_What you will do_
**a)** List every year mentioned in the Abdul Matin biography.
**b)** Reproduce word for word the passage of the Abdul Matin biography that opens with the words containing "Abdul Matin (born" and closes with "Pink Girly Traders.".

= Abdul Matin (actor) =

Nepalese actor

Abdul Matin (born 15 February 1980), better known as Martin Khan, is a Nepalese actor and costume designer from Kisangunj, Bihar, India. As an actor, he has started from the music video called Mero Saath sing by hit singer Nabin K Bhattrai in 2001. As a Costume Designer he started from Nepali Movie called Mero euta Sathi Chha in 2009. His debut movie was Facebook in the year of 2011 Directed by Suraj Subba “Nalbo”. His most successful movie was Kohinoor which is All-time blockbuster at Nepali Film Industry History. He has an executive chairman of Factory Outlet Pvt.Ltd (Pocket) and also Managing Director of New OOPSS Pink Girly Traders.

_Data lines_

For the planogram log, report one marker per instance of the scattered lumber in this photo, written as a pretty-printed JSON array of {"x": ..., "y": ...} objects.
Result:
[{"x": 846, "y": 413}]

_Complete answers_
**a)** 1980, 2001, 2009, 2011

**b)**
Abdul Matin (born 15 February 1980), better known as Martin Khan, is a Nepalese actor and costume designer from Kisangunj, Bihar, India. As an actor, he has started from the music video called Mero Saath sing by hit singer Nabin K Bhattrai in 2001. As a Costume Designer he started from Nepali Movie called Mero euta Sathi Chha in 2009. His debut movie was Facebook in the year of 2011 Directed by Suraj Subba “Nalbo”. His most successful movie was Kohinoor which is All-time blockbuster at Nepali Film Industry History. He has an executive chairman of Factory Outlet Pvt.Ltd (Pocket) and also Managing Director of New OOPSS Pink Girly Traders.